Pointing and labeling records
☆ ☆ ☆ ☆ ☆ ☆ ☆

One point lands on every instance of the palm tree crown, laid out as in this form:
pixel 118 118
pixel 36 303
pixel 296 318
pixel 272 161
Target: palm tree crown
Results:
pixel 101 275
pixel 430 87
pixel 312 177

☆ ☆ ☆ ☆ ☆ ☆ ☆

WHAT TO WORK ON> Could you give the records again with "palm tree crown" switched to "crown of the palm tree" wherever it appears, keeping every other word the same?

OUTPUT BELOW>
One point lands on every instance of the crown of the palm tree, laid out as in this form:
pixel 118 118
pixel 36 303
pixel 296 318
pixel 272 161
Target: crown of the palm tree
Results:
pixel 101 275
pixel 430 87
pixel 312 177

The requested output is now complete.